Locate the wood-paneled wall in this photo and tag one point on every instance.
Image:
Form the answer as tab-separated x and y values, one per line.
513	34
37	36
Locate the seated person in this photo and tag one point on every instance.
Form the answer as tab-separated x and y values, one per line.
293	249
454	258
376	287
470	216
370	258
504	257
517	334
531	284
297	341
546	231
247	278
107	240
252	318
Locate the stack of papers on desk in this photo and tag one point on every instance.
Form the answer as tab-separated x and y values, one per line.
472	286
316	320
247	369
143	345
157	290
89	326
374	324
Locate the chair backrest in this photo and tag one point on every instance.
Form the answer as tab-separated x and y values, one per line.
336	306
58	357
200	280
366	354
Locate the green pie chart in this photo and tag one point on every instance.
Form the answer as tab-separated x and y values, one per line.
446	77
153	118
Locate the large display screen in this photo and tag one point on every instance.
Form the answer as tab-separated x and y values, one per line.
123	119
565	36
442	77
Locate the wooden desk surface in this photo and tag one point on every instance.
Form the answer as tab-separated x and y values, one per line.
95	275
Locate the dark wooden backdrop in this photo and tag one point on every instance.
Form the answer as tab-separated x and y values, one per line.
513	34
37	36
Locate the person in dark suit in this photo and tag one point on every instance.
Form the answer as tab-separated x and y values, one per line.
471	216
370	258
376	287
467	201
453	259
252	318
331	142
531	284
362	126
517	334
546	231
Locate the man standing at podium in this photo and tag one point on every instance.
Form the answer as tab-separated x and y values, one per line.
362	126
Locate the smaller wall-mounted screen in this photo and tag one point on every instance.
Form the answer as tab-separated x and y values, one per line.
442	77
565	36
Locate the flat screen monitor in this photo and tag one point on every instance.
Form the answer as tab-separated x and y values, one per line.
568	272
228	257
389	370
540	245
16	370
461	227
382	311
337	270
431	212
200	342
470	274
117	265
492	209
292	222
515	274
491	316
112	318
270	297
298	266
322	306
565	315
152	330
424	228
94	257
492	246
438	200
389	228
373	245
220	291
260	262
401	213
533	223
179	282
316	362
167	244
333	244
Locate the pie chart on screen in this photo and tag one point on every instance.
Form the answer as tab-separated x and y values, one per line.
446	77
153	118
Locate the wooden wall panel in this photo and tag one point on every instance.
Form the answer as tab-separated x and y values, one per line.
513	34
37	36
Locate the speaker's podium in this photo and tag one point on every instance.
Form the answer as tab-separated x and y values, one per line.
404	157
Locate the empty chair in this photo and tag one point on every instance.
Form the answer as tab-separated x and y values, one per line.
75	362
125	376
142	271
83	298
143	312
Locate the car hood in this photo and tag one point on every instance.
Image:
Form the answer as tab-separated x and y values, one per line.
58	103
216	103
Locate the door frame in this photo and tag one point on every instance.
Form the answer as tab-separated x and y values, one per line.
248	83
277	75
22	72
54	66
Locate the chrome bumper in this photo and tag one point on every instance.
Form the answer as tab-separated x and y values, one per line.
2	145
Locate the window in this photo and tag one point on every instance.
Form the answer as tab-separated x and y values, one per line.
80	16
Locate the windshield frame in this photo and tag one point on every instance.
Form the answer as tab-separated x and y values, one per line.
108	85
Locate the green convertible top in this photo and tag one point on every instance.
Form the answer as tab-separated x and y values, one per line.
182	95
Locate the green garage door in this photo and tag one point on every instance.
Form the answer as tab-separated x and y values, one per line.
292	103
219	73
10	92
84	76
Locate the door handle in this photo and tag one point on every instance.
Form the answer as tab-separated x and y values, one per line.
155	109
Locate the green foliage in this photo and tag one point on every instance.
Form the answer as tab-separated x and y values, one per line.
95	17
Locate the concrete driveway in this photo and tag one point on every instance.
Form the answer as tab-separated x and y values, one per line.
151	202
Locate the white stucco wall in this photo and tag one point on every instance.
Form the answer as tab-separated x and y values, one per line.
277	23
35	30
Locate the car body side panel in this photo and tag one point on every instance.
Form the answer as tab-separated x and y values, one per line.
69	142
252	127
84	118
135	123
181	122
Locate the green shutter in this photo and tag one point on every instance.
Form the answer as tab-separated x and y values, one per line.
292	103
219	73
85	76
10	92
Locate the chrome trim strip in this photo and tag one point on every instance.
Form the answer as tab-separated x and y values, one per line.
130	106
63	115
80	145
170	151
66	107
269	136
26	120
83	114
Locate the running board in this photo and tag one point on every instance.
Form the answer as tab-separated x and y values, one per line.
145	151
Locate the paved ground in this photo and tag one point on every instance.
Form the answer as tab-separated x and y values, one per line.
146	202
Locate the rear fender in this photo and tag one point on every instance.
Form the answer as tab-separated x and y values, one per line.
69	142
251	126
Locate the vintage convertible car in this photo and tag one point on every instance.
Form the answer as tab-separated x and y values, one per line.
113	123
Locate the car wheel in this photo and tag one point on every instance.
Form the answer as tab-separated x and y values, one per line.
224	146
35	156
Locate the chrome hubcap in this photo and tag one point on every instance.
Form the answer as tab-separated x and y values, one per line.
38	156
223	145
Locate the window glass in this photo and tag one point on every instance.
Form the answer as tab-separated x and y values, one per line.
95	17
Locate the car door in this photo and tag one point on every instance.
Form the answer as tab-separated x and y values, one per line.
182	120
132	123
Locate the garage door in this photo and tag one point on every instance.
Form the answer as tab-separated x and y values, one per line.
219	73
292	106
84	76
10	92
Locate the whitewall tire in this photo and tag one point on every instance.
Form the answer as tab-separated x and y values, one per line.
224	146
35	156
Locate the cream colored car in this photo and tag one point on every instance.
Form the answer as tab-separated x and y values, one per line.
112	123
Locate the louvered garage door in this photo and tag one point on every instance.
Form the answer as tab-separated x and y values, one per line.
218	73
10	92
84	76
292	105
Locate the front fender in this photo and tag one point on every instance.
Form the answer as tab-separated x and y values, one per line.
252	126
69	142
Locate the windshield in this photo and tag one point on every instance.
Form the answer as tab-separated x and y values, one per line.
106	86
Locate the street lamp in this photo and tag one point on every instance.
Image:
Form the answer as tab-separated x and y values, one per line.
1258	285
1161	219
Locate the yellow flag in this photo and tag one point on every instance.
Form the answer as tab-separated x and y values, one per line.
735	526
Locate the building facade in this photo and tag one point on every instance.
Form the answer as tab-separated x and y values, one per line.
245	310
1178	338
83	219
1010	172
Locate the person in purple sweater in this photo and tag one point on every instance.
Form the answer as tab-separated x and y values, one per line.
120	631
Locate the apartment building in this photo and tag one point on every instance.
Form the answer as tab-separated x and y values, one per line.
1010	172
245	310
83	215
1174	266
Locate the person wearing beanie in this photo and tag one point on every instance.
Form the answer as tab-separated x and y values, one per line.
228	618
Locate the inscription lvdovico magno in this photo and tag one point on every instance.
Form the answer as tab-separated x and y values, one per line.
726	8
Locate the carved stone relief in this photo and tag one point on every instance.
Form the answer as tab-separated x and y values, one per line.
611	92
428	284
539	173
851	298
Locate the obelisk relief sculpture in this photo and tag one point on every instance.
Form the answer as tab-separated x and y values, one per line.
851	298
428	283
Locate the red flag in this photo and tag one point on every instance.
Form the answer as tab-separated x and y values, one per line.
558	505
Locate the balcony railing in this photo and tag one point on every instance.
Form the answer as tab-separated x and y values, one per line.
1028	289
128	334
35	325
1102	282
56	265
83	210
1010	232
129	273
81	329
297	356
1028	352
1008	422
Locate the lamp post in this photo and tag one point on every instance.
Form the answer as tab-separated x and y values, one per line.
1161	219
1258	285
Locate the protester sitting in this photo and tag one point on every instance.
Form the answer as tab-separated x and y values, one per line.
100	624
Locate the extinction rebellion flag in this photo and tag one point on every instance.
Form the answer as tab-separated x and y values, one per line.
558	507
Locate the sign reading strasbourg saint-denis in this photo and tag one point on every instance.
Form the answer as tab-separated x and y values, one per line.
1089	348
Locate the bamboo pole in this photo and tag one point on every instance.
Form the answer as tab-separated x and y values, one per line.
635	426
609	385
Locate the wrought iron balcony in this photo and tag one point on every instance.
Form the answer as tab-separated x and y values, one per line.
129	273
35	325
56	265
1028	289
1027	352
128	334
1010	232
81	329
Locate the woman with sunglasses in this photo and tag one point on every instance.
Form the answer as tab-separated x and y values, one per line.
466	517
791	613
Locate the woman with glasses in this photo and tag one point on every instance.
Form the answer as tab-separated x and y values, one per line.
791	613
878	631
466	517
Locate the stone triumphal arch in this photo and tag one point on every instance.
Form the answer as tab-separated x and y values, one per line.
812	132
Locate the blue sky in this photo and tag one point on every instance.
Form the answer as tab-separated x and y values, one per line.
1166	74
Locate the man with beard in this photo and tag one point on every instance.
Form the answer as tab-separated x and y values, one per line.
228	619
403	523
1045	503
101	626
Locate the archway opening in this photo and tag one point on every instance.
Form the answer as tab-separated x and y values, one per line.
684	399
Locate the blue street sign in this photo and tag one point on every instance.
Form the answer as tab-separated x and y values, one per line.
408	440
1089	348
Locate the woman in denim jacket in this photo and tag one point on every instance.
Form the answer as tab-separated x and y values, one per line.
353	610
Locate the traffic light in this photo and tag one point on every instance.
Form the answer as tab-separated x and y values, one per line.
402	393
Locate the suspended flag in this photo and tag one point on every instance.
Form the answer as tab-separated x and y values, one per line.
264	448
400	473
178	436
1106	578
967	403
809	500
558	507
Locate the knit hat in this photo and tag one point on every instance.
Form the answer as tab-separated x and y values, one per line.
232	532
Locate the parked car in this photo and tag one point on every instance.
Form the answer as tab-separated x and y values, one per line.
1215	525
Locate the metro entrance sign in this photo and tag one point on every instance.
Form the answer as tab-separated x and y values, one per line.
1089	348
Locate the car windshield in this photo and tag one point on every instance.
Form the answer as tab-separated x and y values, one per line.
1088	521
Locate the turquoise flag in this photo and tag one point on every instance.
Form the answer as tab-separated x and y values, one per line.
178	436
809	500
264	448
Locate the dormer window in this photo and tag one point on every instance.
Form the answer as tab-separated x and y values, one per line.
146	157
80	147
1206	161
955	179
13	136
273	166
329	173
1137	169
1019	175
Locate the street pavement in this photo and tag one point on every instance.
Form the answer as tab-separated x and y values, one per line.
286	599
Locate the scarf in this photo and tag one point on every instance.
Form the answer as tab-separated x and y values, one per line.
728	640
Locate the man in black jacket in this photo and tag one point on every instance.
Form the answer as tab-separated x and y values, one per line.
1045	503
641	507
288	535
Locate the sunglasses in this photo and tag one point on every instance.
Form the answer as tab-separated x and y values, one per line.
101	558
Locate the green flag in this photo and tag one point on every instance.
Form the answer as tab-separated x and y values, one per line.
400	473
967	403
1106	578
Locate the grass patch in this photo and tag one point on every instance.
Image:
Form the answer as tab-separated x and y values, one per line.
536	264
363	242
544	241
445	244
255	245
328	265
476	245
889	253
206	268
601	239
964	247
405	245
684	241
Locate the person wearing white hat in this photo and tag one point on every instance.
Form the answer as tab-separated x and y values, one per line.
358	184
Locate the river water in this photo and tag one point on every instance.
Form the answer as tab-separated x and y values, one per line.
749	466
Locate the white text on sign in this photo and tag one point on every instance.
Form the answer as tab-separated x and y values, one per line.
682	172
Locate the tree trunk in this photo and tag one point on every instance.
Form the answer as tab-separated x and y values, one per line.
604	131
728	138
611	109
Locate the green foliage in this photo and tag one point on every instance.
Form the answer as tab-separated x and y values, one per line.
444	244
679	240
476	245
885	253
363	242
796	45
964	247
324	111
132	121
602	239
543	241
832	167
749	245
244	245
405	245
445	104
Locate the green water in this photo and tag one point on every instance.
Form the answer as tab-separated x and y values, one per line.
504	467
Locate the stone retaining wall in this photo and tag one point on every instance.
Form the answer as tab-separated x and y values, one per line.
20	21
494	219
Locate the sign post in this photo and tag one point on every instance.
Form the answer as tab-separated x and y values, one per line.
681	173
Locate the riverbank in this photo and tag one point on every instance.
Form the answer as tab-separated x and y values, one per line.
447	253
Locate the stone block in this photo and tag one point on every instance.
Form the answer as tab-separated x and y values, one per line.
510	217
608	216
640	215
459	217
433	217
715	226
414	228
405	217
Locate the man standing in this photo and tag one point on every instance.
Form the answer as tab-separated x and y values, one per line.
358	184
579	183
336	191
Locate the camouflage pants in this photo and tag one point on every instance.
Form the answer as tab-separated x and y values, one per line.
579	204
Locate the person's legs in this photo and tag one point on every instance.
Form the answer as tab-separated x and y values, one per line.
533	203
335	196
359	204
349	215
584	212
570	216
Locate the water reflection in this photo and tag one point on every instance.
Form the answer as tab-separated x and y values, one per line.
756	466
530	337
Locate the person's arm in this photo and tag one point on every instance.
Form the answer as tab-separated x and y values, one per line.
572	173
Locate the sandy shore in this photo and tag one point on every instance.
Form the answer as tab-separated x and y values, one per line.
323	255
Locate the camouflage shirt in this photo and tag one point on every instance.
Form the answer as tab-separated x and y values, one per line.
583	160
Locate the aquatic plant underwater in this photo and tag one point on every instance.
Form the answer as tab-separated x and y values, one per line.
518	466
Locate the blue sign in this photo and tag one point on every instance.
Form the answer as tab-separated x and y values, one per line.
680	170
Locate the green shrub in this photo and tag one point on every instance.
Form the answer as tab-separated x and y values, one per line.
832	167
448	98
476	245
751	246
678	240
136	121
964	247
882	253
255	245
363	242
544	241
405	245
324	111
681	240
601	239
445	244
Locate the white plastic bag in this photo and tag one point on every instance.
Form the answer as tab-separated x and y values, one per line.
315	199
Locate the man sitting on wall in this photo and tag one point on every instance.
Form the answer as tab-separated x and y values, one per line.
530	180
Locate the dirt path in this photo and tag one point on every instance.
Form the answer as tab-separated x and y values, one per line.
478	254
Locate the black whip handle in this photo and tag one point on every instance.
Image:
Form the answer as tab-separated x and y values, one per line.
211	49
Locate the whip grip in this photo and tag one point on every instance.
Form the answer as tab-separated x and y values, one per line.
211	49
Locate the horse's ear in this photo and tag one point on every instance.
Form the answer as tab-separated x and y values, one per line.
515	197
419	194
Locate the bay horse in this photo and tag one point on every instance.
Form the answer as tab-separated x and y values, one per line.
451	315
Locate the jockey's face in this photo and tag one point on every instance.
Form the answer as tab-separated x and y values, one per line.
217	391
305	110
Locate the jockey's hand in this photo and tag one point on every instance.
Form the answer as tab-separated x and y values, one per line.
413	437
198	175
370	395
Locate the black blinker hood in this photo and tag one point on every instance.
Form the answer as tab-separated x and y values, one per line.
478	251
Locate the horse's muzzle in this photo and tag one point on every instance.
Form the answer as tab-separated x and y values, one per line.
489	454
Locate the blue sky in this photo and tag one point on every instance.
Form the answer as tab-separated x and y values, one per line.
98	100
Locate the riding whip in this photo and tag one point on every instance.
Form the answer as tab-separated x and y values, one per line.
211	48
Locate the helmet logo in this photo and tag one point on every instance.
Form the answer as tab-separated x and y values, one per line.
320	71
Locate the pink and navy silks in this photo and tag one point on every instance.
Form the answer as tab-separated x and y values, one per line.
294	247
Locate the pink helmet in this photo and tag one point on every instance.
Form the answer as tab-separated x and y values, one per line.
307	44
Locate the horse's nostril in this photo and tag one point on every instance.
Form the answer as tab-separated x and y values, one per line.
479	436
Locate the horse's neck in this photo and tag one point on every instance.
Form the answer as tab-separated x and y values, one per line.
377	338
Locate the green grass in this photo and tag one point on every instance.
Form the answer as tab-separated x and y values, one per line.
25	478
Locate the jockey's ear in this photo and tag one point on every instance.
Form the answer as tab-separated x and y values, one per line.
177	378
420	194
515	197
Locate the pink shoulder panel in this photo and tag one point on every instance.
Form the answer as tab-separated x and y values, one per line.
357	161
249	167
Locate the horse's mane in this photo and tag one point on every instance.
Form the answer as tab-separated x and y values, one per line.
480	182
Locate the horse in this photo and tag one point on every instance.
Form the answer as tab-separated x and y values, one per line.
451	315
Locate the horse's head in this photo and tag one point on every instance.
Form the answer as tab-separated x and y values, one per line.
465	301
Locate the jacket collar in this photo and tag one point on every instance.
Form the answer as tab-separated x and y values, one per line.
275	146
◆ ◆ ◆ ◆ ◆ ◆ ◆
### TASK
Work out how many lines in the data above contain the word "jacket" and respond with that number only.

### REPLY
3